◆ STATED PROBLEM ◆
Reproduce exactly the lines below, starting with the line that contains "Q. Point out the cat's paw" and ending with the last line of the records, both included, and nothing else.

◆ DATA FOR THIS EXERCISE ◆
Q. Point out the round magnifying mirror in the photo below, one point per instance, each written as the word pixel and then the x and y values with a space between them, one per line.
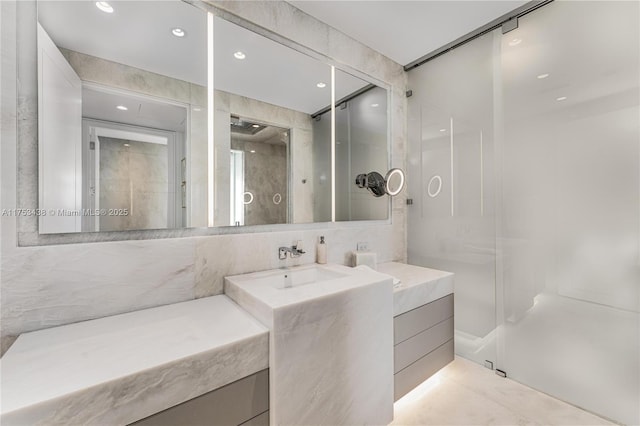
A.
pixel 394 181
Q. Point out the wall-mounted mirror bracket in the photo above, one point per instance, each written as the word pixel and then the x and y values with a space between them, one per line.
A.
pixel 391 184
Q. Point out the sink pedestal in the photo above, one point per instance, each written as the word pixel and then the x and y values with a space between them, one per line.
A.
pixel 330 353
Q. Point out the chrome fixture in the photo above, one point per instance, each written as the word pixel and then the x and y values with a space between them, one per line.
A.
pixel 295 251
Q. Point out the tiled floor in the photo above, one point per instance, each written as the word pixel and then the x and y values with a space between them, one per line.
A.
pixel 465 393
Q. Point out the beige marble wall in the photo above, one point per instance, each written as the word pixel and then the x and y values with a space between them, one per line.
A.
pixel 119 76
pixel 301 145
pixel 265 174
pixel 133 177
pixel 45 286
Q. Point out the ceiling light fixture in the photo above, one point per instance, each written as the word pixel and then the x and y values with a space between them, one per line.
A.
pixel 104 6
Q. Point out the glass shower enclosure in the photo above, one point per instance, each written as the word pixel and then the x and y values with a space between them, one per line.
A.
pixel 524 168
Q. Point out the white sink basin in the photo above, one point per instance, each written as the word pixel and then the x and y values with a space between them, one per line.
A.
pixel 284 279
pixel 330 341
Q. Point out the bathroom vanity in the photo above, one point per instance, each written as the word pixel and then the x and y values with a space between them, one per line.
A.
pixel 422 323
pixel 120 369
pixel 330 342
pixel 320 344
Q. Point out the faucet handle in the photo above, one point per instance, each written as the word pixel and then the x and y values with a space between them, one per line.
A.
pixel 298 248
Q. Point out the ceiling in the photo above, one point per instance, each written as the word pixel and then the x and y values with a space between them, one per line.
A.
pixel 270 72
pixel 406 30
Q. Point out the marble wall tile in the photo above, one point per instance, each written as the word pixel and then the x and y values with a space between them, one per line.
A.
pixel 48 286
pixel 45 286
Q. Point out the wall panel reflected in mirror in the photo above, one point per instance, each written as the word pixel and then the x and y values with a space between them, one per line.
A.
pixel 124 137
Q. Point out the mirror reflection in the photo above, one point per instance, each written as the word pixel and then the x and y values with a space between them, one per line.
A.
pixel 259 187
pixel 117 119
pixel 126 133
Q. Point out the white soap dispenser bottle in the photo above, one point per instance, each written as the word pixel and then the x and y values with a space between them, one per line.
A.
pixel 321 252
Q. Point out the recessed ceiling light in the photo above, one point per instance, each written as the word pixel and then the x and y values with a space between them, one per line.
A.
pixel 104 6
pixel 178 32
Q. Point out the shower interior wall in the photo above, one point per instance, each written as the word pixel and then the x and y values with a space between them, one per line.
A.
pixel 524 167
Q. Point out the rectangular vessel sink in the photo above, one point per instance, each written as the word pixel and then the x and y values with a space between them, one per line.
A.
pixel 290 278
pixel 330 341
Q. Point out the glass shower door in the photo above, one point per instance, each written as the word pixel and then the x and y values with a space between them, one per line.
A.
pixel 450 174
pixel 569 205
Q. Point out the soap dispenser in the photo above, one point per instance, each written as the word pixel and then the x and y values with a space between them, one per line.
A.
pixel 321 252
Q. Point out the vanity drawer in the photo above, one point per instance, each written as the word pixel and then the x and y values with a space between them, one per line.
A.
pixel 240 402
pixel 259 420
pixel 416 373
pixel 421 344
pixel 417 320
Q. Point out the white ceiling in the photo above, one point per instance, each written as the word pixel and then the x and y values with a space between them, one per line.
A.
pixel 406 30
pixel 100 104
pixel 270 72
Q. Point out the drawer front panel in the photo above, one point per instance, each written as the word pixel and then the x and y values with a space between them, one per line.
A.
pixel 232 404
pixel 421 344
pixel 417 320
pixel 407 379
pixel 261 420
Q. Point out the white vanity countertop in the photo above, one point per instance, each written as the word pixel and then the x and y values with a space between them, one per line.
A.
pixel 418 285
pixel 255 293
pixel 120 369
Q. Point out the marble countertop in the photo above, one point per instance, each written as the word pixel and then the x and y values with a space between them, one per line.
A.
pixel 257 294
pixel 123 368
pixel 418 285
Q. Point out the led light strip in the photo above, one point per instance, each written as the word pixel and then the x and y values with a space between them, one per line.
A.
pixel 210 109
pixel 333 143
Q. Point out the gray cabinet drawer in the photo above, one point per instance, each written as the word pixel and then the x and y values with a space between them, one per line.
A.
pixel 416 347
pixel 416 373
pixel 233 404
pixel 261 420
pixel 417 320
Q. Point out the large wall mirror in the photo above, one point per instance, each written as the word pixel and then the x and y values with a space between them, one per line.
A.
pixel 160 115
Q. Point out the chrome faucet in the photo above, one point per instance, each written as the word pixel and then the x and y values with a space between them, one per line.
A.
pixel 295 251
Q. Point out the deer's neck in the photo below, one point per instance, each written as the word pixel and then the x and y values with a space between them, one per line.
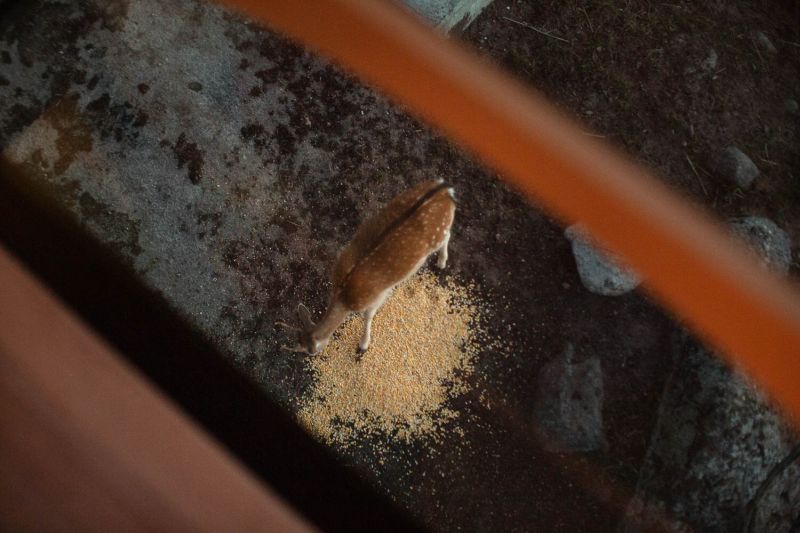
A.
pixel 333 318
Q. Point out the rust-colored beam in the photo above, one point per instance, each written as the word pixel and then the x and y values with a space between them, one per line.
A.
pixel 687 260
pixel 87 445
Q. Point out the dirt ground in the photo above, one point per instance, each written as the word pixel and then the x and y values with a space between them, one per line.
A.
pixel 635 72
pixel 235 193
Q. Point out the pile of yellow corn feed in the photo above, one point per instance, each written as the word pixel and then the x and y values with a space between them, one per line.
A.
pixel 424 341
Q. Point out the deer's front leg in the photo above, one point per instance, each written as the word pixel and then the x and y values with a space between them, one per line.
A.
pixel 369 314
pixel 442 252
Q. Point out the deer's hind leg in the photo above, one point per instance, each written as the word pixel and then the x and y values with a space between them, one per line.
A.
pixel 369 314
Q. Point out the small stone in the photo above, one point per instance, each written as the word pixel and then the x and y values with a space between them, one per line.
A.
pixel 734 164
pixel 770 242
pixel 568 408
pixel 764 42
pixel 600 271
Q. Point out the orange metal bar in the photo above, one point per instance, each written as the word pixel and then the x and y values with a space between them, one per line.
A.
pixel 687 260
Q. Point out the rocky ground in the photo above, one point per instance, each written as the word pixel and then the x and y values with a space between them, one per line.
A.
pixel 228 166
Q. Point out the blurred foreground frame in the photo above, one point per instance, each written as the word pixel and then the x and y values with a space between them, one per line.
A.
pixel 687 261
pixel 141 325
pixel 38 233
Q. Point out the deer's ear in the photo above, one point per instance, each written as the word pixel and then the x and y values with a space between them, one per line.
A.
pixel 305 316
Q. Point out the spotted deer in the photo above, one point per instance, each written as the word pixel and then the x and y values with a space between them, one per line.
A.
pixel 386 250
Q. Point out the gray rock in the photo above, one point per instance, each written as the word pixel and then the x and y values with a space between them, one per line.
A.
pixel 734 164
pixel 715 443
pixel 568 409
pixel 448 14
pixel 764 42
pixel 765 237
pixel 600 271
pixel 710 62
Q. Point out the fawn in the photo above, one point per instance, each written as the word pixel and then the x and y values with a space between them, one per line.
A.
pixel 386 250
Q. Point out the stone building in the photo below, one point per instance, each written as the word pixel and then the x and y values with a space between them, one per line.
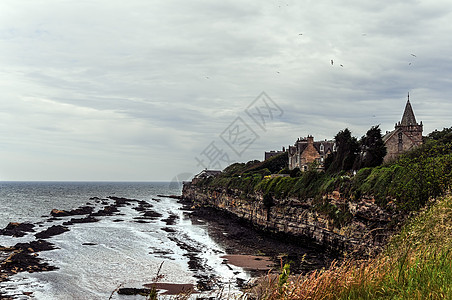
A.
pixel 407 134
pixel 306 151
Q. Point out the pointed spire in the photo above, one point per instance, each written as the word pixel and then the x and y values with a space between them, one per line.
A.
pixel 408 115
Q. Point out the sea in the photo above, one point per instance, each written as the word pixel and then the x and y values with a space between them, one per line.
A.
pixel 94 259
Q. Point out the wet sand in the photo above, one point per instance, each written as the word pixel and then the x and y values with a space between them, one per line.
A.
pixel 250 262
pixel 239 237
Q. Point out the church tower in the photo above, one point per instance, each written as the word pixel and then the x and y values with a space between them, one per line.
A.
pixel 406 135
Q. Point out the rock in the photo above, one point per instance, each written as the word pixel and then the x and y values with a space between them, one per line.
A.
pixel 59 213
pixel 134 291
pixel 51 231
pixel 17 229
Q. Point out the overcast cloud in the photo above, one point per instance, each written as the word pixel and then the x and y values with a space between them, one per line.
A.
pixel 136 90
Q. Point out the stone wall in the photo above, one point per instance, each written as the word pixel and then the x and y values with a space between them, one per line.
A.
pixel 364 235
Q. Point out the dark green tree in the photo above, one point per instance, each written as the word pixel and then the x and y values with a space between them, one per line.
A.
pixel 347 149
pixel 373 149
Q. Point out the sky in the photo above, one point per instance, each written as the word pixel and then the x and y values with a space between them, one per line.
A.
pixel 143 90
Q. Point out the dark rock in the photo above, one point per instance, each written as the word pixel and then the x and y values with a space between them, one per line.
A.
pixel 171 220
pixel 170 196
pixel 17 229
pixel 36 246
pixel 133 291
pixel 87 219
pixel 51 231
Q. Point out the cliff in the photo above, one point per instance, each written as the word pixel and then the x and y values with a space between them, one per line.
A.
pixel 364 233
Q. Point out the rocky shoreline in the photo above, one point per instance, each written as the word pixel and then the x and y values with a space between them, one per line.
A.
pixel 363 236
pixel 246 247
pixel 24 257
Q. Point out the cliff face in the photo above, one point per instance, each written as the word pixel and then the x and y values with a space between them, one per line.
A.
pixel 365 233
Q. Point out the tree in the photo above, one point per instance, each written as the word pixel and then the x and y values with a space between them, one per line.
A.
pixel 373 149
pixel 347 149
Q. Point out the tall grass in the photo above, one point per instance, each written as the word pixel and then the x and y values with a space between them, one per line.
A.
pixel 417 264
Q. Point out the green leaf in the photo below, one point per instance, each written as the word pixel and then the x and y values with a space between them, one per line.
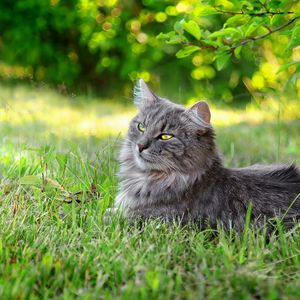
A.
pixel 163 36
pixel 287 65
pixel 178 26
pixel 231 32
pixel 187 51
pixel 30 180
pixel 237 52
pixel 206 10
pixel 236 20
pixel 251 29
pixel 222 59
pixel 192 28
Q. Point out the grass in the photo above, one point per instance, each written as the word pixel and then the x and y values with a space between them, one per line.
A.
pixel 58 165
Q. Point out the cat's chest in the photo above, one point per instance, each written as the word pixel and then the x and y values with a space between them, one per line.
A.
pixel 143 189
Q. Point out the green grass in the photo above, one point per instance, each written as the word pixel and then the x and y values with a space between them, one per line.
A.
pixel 58 177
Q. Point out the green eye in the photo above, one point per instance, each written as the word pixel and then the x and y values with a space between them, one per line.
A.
pixel 141 127
pixel 165 136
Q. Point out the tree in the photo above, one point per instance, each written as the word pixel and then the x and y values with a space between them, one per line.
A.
pixel 254 43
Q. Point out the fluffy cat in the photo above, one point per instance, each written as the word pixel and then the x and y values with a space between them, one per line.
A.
pixel 171 169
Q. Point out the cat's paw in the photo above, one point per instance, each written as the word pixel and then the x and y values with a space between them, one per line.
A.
pixel 110 215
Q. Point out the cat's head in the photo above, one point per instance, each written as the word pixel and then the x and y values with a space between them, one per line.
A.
pixel 167 137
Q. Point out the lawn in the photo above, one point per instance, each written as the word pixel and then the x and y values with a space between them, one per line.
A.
pixel 57 171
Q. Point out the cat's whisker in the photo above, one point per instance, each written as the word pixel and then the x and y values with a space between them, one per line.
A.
pixel 184 176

◆ EXERCISE RESPONSE ◆
Q. Point out the cat's paw in the photo above, one point per instance, each written as the word pixel and then the x and y values with a space between them, one per line.
A.
pixel 110 215
Q. Point out the cat's head in the photo above, one point per instance, each written as the word pixel and then the x and y values with a space between them, one per line.
A.
pixel 167 137
Q. Point out the lawn in the photo above, one point per instance, each written as the word pixel and then the x and y values with a space between them, one per line.
A.
pixel 57 171
Q. Point out the cat's whisker in the photo above, one point per instance, each written as the word pixel and then the x and y values with a space between them, one per line.
A.
pixel 184 176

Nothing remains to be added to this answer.